#### Stated goal:
Starting at the beginning of the records and going on through the line that contains "xmin=411 ymin=138 xmax=477 ymax=194", write out every line again, requests included, but leave out the pictures. In the answers, multiply each bounding box coordinate by 2.1 and round it to a whole number, with halves rounded up; copy all other lines unchanged.

#### Entries:
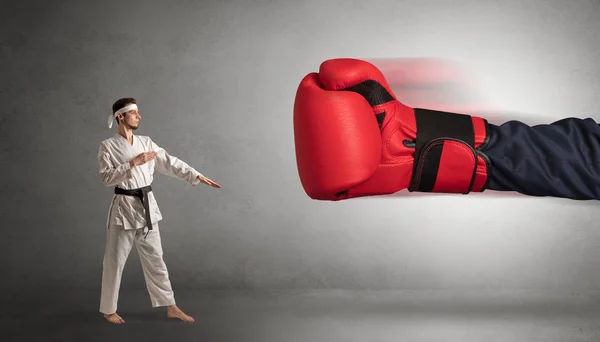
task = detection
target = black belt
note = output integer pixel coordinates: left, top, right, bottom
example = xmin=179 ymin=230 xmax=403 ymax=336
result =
xmin=115 ymin=185 xmax=152 ymax=231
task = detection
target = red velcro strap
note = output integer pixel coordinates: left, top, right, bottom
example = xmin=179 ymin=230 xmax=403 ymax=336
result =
xmin=411 ymin=138 xmax=477 ymax=194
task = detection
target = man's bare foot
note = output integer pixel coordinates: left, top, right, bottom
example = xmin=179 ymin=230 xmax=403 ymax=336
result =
xmin=104 ymin=312 xmax=125 ymax=324
xmin=167 ymin=305 xmax=195 ymax=323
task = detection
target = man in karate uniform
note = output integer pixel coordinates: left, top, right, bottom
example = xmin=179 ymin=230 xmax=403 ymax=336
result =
xmin=98 ymin=98 xmax=221 ymax=323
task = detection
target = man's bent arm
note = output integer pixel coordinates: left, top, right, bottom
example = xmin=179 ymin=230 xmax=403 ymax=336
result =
xmin=151 ymin=141 xmax=203 ymax=185
xmin=98 ymin=144 xmax=132 ymax=186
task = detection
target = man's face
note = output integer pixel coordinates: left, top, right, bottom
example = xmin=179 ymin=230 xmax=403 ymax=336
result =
xmin=121 ymin=109 xmax=142 ymax=130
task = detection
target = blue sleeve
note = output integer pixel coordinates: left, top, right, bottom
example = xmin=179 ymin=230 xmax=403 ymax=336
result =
xmin=482 ymin=118 xmax=600 ymax=200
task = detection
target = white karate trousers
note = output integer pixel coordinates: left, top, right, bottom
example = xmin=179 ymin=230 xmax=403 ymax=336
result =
xmin=100 ymin=222 xmax=175 ymax=314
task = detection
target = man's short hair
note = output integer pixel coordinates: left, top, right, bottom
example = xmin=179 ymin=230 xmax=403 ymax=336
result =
xmin=113 ymin=97 xmax=137 ymax=124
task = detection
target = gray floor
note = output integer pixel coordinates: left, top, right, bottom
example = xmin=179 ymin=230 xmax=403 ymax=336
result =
xmin=0 ymin=289 xmax=600 ymax=342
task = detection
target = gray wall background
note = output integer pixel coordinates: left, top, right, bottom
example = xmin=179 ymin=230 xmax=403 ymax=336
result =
xmin=0 ymin=0 xmax=600 ymax=293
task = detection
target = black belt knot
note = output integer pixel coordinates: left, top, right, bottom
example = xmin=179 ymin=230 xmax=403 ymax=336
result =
xmin=115 ymin=185 xmax=152 ymax=236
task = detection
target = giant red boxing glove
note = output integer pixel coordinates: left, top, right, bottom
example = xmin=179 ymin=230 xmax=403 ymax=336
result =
xmin=294 ymin=58 xmax=488 ymax=201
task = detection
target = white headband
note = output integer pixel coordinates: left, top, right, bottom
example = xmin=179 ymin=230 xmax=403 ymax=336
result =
xmin=108 ymin=103 xmax=138 ymax=128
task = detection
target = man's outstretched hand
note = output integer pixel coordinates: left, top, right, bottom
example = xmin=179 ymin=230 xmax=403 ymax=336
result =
xmin=198 ymin=176 xmax=221 ymax=188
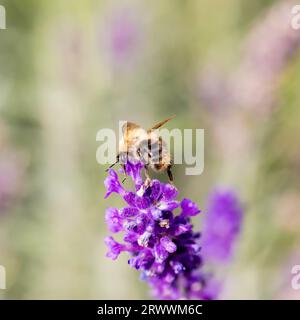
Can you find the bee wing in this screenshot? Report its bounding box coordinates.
[122,122,140,135]
[148,115,176,131]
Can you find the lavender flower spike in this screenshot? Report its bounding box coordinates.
[105,163,217,299]
[202,190,243,262]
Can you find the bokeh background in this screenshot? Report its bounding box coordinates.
[0,0,300,299]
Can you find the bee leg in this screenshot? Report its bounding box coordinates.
[105,155,120,172]
[167,166,174,185]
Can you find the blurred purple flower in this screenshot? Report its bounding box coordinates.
[202,190,243,262]
[197,1,300,116]
[106,9,141,63]
[105,163,217,299]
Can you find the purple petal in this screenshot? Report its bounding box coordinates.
[181,199,200,217]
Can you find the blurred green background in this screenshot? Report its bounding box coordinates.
[0,0,300,299]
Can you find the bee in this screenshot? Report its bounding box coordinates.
[106,116,175,184]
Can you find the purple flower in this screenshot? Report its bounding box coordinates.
[105,163,214,299]
[105,8,142,64]
[202,190,243,262]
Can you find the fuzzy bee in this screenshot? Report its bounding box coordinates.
[109,116,174,184]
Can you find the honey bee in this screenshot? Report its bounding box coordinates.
[107,116,175,184]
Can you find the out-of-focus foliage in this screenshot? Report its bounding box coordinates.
[0,0,300,299]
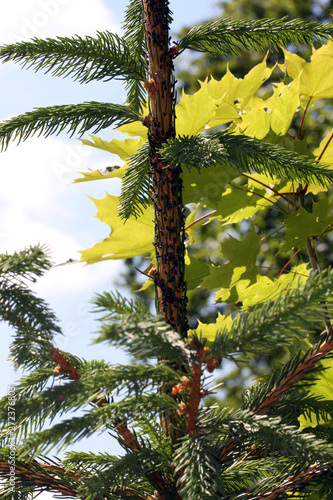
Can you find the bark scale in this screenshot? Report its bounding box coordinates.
[143,0,188,337]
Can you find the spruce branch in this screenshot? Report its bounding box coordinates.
[0,101,140,150]
[220,337,333,462]
[0,448,80,498]
[161,131,333,187]
[52,348,140,450]
[178,18,333,55]
[235,463,331,500]
[0,31,145,83]
[210,270,333,359]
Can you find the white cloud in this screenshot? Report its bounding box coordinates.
[0,138,120,295]
[0,0,119,43]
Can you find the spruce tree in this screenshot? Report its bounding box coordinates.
[0,0,333,500]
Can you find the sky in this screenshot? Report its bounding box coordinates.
[0,0,218,486]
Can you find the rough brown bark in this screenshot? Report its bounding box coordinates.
[143,0,187,337]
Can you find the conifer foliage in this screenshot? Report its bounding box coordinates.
[0,0,333,500]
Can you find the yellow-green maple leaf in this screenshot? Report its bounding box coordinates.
[81,194,154,264]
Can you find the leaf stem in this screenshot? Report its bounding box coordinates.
[185,210,216,231]
[298,96,312,140]
[276,248,300,280]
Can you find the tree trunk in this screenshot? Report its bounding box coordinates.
[143,0,187,337]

#### Correct response:
task = detection
target = black belt
note = output integer pixel coordinates: left, top, right, bottom
example = xmin=179 ymin=230 xmax=403 ymax=336
result =
xmin=242 ymin=389 xmax=319 ymax=485
task = detection
target = red velcro strap
note = output integer pixel coordinates: left, top, right, bottom
example = xmin=179 ymin=230 xmax=403 ymax=336
result =
xmin=863 ymin=290 xmax=1002 ymax=407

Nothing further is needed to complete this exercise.